This post will explain how to write a marketing plan. Most people understand the value of building a business plan, yet many business owners, marketers, and other key stakeholders don’t realize that creating a marketing plan is just as important for the success of marketing your business or organization. Whether you need a marketing plan for your small business or if you have a large business, the principles are mostly the same.
Unlike a traditional business plan, a marketing plan will specifically focus on your strategy to win and retain customers, including projected numbers, supporting facts, and marketing objectives. A good marketing plan will examine and define all the tools and tactics you’ll be using to achieve your sales goals. If you don’t get the results you’re looking for or need to make changes later down the road, it will be much easier to review this marketing plan to see what can be updated.
A marketing plan is essentially your plan of action. Marketing plans will clearly define what you sell and who will want to buy it, along with the tactics you’ll be using to generate leads, resulting in sales. Among the most important things a business owner should do for their business is take the time to develop a unique marketing plan that will set them apart from the competition. Regardless of whether you’re a large or small business, a solid marketing plan will help you clearly outline the path for your business sales goals.
Step 1: Review the current state of your business by doing SWOT Analysis
Some will call it a situational analysis, and many business owners choose to use tools like SWOT analysis or others in order to complete this step. Take the time to review both the internal and external business factors and properly size up the current state of your business.
- What is the monthly revenue of your business?
- How many existing customers do you have?

■ **Excerpted data**
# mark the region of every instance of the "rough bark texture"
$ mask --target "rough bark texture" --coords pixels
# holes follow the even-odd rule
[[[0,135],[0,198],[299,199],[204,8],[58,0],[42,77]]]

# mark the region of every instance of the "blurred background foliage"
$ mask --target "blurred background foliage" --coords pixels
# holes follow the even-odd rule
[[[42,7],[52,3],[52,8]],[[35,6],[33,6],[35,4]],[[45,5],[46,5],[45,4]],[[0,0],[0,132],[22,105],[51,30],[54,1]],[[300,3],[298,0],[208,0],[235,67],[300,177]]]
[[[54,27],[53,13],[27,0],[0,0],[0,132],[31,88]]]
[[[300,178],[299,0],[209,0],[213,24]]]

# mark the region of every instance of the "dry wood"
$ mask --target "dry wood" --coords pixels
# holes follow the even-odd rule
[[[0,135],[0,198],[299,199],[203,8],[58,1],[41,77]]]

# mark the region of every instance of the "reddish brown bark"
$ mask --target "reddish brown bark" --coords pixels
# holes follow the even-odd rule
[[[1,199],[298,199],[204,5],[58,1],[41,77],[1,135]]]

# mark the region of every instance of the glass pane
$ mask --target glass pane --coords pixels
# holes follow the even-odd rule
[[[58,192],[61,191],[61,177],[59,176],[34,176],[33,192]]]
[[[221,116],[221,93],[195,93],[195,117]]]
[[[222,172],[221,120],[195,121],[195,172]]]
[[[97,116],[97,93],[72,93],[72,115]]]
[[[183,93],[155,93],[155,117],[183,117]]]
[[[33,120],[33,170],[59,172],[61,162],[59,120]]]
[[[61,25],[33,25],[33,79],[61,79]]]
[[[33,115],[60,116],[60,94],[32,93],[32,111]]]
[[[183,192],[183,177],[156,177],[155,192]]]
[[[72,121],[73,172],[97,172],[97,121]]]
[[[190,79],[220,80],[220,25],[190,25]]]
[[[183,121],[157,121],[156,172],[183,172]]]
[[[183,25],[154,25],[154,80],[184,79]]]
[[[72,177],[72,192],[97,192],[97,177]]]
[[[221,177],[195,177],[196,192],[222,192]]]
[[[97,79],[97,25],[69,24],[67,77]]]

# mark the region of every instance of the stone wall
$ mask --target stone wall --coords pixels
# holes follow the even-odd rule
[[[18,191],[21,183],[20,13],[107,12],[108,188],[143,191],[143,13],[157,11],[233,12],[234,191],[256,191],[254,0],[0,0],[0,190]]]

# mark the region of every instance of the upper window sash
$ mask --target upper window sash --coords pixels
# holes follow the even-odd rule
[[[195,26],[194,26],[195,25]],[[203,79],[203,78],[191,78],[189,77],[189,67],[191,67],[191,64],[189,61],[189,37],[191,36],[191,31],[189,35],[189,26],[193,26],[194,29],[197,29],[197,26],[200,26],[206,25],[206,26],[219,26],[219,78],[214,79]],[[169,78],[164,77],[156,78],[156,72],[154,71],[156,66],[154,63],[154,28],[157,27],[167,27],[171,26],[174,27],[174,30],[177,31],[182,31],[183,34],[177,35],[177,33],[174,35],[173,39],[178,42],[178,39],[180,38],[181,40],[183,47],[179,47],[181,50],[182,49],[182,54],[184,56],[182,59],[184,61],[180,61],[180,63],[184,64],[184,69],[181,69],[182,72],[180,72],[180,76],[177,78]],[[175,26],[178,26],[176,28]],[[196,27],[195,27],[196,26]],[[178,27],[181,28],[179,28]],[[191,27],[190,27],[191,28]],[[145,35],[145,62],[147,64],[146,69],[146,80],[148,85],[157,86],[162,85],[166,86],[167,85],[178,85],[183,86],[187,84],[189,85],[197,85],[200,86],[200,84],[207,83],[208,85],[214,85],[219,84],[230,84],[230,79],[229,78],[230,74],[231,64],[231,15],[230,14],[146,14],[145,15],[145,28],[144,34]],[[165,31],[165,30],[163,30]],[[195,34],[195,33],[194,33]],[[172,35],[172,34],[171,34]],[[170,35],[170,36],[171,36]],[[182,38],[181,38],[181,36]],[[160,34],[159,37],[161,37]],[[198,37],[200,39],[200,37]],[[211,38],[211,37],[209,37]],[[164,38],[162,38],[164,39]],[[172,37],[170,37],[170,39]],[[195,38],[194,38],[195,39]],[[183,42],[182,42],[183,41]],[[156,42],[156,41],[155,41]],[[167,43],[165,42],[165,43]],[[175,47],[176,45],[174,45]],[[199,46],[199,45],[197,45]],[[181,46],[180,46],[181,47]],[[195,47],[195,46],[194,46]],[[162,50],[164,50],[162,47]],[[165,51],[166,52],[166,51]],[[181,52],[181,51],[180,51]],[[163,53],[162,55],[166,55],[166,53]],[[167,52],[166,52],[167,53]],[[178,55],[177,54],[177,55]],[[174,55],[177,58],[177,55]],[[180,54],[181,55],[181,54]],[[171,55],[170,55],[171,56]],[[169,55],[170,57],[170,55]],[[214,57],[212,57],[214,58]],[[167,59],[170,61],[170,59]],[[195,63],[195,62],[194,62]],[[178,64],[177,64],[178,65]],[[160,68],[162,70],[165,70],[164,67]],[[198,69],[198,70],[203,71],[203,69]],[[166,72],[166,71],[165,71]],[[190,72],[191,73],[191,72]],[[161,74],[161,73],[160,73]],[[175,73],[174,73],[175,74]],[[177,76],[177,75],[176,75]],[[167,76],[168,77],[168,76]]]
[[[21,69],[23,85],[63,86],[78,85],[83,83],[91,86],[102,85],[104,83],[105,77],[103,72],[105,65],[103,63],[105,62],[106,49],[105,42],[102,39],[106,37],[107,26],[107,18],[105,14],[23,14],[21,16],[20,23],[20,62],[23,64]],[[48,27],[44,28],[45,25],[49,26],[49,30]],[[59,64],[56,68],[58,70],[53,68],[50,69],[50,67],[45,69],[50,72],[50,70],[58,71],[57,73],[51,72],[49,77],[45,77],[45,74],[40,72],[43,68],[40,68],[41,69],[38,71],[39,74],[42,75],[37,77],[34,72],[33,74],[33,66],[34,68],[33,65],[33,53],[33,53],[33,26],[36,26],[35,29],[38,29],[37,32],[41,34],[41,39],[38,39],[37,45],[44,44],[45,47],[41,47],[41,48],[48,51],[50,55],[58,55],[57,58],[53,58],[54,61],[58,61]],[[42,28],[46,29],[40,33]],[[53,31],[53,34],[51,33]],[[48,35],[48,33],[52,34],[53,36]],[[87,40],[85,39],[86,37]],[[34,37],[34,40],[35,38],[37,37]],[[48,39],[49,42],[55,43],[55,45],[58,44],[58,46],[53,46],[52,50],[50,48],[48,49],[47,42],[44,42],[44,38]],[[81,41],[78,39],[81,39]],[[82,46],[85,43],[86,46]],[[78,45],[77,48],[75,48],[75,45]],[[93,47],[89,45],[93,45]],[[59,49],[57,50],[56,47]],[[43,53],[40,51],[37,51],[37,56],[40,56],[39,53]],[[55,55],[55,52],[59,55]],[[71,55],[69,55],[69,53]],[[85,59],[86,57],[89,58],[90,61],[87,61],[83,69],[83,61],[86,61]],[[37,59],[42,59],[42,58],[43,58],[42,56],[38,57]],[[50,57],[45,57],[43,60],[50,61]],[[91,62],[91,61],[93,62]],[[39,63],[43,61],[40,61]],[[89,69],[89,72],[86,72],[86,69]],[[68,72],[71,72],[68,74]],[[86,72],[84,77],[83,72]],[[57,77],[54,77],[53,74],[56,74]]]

■ **Work instructions**
**a.** Can you put the records, from their first line through the line holding "[[[1,199],[298,199],[204,5],[58,1],[41,77],[1,135]]]", inclusive, into a Markdown table with the columns Row and Record line, one numbered row per line and no rows for blank lines?
**b.** How would the post on writing a marketing plan go on from its last line?

■ **Solved problems**
**a.**
| Row | Record line |
|---|---|
| 1 | # mark the region of every instance of the "rough bark texture" |
| 2 | $ mask --target "rough bark texture" --coords pixels |
| 3 | # holes follow the even-odd rule |
| 4 | [[[0,135],[0,198],[299,199],[204,8],[58,0],[42,77]]] |
| 5 | # mark the region of every instance of the "blurred background foliage" |
| 6 | $ mask --target "blurred background foliage" --coords pixels |
| 7 | # holes follow the even-odd rule |
| 8 | [[[42,7],[52,3],[52,8]],[[35,6],[33,6],[35,4]],[[45,5],[46,5],[45,4]],[[0,0],[0,132],[22,105],[51,30],[54,1]],[[300,3],[298,0],[208,0],[235,67],[300,177]]] |
| 9 | [[[54,27],[53,13],[27,0],[0,0],[0,132],[31,88]]] |
| 10 | [[[300,178],[299,0],[209,0],[213,24]]] |
| 11 | # mark the region of every instance of the "dry wood" |
| 12 | $ mask --target "dry wood" --coords pixels |
| 13 | # holes follow the even-odd rule |
| 14 | [[[0,135],[0,198],[299,199],[203,8],[58,1],[41,77]]] |
| 15 | # mark the region of every instance of the "reddish brown bark" |
| 16 | $ mask --target "reddish brown bark" --coords pixels |
| 17 | # holes follow the even-odd rule |
| 18 | [[[1,199],[298,199],[204,5],[58,1],[41,77],[1,135]]] |

**b.**
- What are your product costs?
- How many customers do you have, and what is your overhead?
Step 2: Describe your ideal target customer audience using buyer personas, behavior traits, and demographic information
Step 2: Describe your ideal target customer audience using buyer personas, behavior traits, and demographic information.
Buyer personas are fictional, generalized representations of your ideal customers that can help when developing your messaging to reach the ideal customer you’re aiming to attract. Establishing a deep and clear understanding of your buyer personas is essential for related content creation, new product development, sales strategies, and just about anything that will relate to your customer acquisition and retention rates overall.
Create a list of potential customers, and then identify the various segments of those markets based on different demographic details or preferences. If you have a more established business and you already have quite a few existing customers, then all you’ll need to do is start identifying and describing your existing clients.
Some of the most important questions you’ll need to ask yourself when developing this list are:
- What type of job do they have?
- How much money do they make?
- Do they have any common interests?
- What school did they go to?
- What type of personality type do they have? (check out the Meyers Briggs tests)
- Where do they live?
These target customer personas may include specific roles within a company, such as the chief executive officer (CEO), chief financial officer (CFO), marketing director, or small business owner.
For creating segments in B2C consumer markets, you’ll want to consider which age groups would be most interested in your products and services. For example, if your target market is attorneys, then there will be niche groups you’ll be able to better target, such as trial or defense attorneys, or even by the size of the firm. You’ll probably want to create several different buyer personas based on different age groups or other wider demographic and interest categories.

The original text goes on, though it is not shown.